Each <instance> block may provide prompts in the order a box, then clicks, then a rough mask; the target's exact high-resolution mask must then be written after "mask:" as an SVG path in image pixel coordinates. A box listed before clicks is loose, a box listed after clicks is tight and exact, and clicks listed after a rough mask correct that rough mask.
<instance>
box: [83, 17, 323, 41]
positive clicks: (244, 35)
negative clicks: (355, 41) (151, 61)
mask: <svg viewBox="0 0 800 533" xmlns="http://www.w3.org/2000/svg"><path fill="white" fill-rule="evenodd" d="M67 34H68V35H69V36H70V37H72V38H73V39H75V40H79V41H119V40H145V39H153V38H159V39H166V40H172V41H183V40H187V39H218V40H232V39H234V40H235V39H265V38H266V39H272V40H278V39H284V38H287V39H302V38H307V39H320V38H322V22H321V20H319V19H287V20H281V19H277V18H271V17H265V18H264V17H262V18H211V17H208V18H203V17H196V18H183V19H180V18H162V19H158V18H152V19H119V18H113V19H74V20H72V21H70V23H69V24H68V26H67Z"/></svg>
*-*-*
**Aim of the exercise:** Quote all of the lines above verbatim.

**Response to this exercise:**
Each <instance> block may provide prompts in the order a box, then clicks, then a rough mask; the target's exact high-resolution mask must then be written after "mask:" as an SVG path in image pixel coordinates. A box listed before clicks is loose, a box listed after clicks is tight and exact, and clicks listed after a rough mask correct that rough mask.
<instance>
box: [83, 17, 323, 41]
positive clicks: (244, 35)
negative clicks: (355, 41) (151, 61)
mask: <svg viewBox="0 0 800 533" xmlns="http://www.w3.org/2000/svg"><path fill="white" fill-rule="evenodd" d="M67 34H68V35H69V36H70V37H72V38H73V39H75V40H79V41H119V40H145V39H153V38H159V39H166V40H172V41H183V40H187V39H218V40H232V39H234V40H235V39H265V38H266V39H272V40H278V39H284V38H287V39H302V38H307V39H320V38H322V22H321V20H319V19H287V20H281V19H277V18H271V17H265V18H264V17H262V18H211V17H208V18H203V17H196V18H183V19H180V18H162V19H158V18H152V19H119V18H113V19H74V20H72V21H70V23H69V24H68V26H67Z"/></svg>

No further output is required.